Rewrite all of the entries with "thickest part" swapped for "widest part" and everything else left unchanged. Leave the pictures out.
:: SUPPLIED INFORMATION
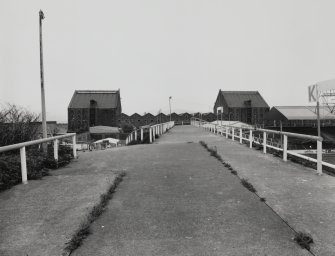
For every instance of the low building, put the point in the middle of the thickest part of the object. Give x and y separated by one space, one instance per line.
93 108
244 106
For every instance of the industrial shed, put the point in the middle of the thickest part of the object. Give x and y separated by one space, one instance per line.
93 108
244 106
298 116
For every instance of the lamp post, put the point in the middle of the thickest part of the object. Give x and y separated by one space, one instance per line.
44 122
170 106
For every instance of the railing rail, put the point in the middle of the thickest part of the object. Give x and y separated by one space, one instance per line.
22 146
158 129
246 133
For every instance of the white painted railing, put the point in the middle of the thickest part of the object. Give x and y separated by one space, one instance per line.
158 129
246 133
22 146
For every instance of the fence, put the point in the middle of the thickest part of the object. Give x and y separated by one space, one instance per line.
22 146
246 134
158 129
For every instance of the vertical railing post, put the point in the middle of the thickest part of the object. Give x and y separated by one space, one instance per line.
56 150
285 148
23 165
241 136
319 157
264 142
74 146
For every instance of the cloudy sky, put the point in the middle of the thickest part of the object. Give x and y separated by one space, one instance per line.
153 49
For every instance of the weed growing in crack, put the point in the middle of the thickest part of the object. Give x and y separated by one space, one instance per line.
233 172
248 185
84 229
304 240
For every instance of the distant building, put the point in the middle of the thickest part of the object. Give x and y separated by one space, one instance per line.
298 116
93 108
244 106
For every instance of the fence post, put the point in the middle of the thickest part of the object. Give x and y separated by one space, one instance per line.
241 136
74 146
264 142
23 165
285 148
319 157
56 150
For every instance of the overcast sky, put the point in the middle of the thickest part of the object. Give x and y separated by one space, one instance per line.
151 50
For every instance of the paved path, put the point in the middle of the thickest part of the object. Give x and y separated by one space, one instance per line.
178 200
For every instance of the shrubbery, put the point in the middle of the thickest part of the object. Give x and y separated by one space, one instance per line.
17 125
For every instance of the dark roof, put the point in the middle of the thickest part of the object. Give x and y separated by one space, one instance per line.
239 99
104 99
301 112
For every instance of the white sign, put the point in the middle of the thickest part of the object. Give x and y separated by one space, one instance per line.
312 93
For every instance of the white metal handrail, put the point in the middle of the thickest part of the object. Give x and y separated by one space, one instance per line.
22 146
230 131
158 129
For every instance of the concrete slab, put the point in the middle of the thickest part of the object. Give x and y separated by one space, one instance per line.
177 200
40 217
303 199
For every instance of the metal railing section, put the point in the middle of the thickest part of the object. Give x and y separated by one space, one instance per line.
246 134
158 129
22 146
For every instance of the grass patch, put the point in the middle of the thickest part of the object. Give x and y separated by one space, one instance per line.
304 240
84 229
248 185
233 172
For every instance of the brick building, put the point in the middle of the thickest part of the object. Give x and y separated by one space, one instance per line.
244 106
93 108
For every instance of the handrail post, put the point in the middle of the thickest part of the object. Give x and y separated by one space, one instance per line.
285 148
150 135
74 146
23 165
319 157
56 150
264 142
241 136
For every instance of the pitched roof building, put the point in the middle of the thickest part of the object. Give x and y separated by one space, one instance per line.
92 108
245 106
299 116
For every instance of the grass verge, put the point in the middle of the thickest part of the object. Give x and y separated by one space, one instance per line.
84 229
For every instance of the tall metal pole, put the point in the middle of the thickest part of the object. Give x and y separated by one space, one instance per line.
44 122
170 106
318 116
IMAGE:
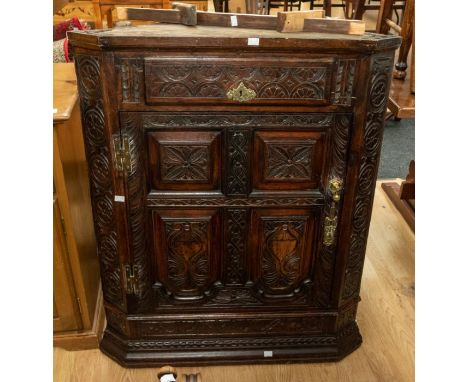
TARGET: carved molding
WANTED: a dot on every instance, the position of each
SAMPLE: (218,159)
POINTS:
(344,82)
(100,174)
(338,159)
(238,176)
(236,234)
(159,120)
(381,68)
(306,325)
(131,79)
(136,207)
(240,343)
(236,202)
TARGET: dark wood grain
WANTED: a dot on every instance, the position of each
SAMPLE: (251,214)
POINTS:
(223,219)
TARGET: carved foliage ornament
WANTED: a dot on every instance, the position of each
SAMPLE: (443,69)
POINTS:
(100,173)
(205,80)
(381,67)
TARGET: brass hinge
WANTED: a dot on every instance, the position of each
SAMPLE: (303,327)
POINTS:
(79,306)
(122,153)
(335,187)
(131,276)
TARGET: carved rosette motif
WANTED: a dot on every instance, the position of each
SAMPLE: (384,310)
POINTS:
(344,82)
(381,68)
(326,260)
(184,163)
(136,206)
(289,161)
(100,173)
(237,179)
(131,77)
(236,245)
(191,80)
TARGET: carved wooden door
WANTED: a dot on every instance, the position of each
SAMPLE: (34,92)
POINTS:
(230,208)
::::
__PROBLEM SOLUTION__.
For every instance of the low building, put the point in the middle of the widest part of the object. Give x and y separated by one space, one instance per line.
93 108
244 106
For every instance of the industrial shed, put the point in the middle of the widest part of the object. Give x and y separated by one space, one instance per line.
93 108
244 106
298 116
For every instance of the lamp post, put the point in the middle of the widest part of the object. Give x and y separated by one space, one instance per line.
44 122
170 106
For every instance of the railing rail, put the point in the middle of the widest part of the object. Give x and y separated by one space, one instance per line.
22 146
158 129
246 133
For every instance of the white painted railing, put the point in the middle of the widest part of the object. Give x and y separated by one space, one instance per line.
158 129
246 133
22 146
For every instance of the fence, put the point in the middle of the widest part of the object. Give x and y separated by one space, one instance per line.
22 146
246 134
158 129
For every instance of the vertical railing post, put the point in the middle of the widest part of the object. Give x and y separated by one space, one instance per line.
56 150
285 148
23 165
241 136
319 157
264 142
74 146
For every instance of the cloudy sky, put the point in the middle of the widest part of the object. Give x and y separated by one space, one instance per line.
153 49
For every instance of the weed growing in crack, put the point in the middle of the widest part of the object. Give x and y separated by one space, one instance per line.
233 172
248 185
84 229
304 240
For every instance of the distant building, put the point in the middle of the widest part of the object. Give x and y separated by one space, one instance per line.
298 116
93 108
244 106
For every instance of the fence post, put the point in the middle of the widest part of the object. Give x and y separated by one space, one instance per line.
241 136
74 146
264 142
23 165
285 148
319 157
56 150
For every instance of the overcast sky, put the point in the middle of the widest part of the object. Give x and y separated by one space, one instance per line.
151 50
For every instance of the paved path, put the point in the middle of the widest part of the object. Give x and y separated by one space, one instance per line.
178 200
For every instance of the shrubbery, put the point in the middle of the widest part of the object. Give x and y separated by one space, one instance per line.
17 125
For every instance of the dark roof, put the point in the middle of the widest part of the object. Give x and y separated by one space, one instance per line.
239 99
104 99
301 112
For every instance of the white sign, put the point in the middle of the widest part of the object. Give x and y separated by one space, one instance per line.
312 93
For every instance of the white metal handrail, put the point in the middle of the widest part of the object. Give x and y separated by one space, one instance per line.
22 146
230 131
158 129
For every instance of the concrete slab, put the point in the middle of the widest part of the object. Give x and y separated by one space, one instance per line.
177 200
40 217
303 199
For every instance of the metal railing section, put the point in the middle of the widest part of the object. Give x and y separated by one space, one instance per line.
246 134
158 129
22 146
For every instance of the grass patch, put the point in the middle of the widest part of the object. Give x and y separated by one space, one instance per line.
304 240
84 229
248 185
233 172
For every instance of the brick building, put the point in the middle of the widest part of the object. Give x and y separated by one space, one instance per line.
244 106
93 108
For every instance of the handrail post, put the point in the middle of the widest part of the object. Give x and y separated by one space, one instance per line.
285 148
150 135
74 146
23 165
319 157
56 150
264 142
241 136
For every instance of the pitched roof building, put the point in the middle of the widest part of the object. Give x and y separated by one space, one instance per line.
92 108
245 106
299 116
For every instance of the grass verge, put the point in the middle of the widest part of the object. Give x and y separated by one space, one instance per line.
84 229
For every instance of the tall metal pole, put the point in the middle of the widest part of the object. Give x and y separated by one space, one instance per line.
44 122
170 106
318 116
IMAGE:
TARGET: carved molding
WANTED: a dot on every instance, the position of each
SAMPLE: (218,159)
POINTS:
(344,82)
(100,174)
(338,159)
(238,176)
(236,234)
(159,120)
(381,68)
(306,325)
(131,79)
(136,207)
(240,343)
(236,202)
TARGET: dark wood grain
WANTED: a dot on every instance, the position of each
SAMPLE: (251,214)
POINTS:
(223,219)
TARGET: carved foliage ornament
WANTED: a dot on every instance, the position of each
SAMPLE: (443,69)
POINTS:
(100,173)
(205,80)
(381,67)
TARGET: brass hinge
WANTED: a dot on every instance, the position of each
SAMPLE: (303,327)
POINTS:
(79,306)
(122,153)
(335,187)
(131,276)
TARGET: carved rosette motif
WANTED: a dot on every instance, the position of each
SAMPLE: (384,310)
POINTS:
(344,82)
(381,68)
(326,260)
(184,163)
(136,206)
(289,161)
(100,173)
(237,179)
(131,77)
(236,245)
(191,80)
TARGET: carved wooden door
WANTED: a dot on every instance, the position of each
SAMPLE: (34,92)
POINTS:
(230,208)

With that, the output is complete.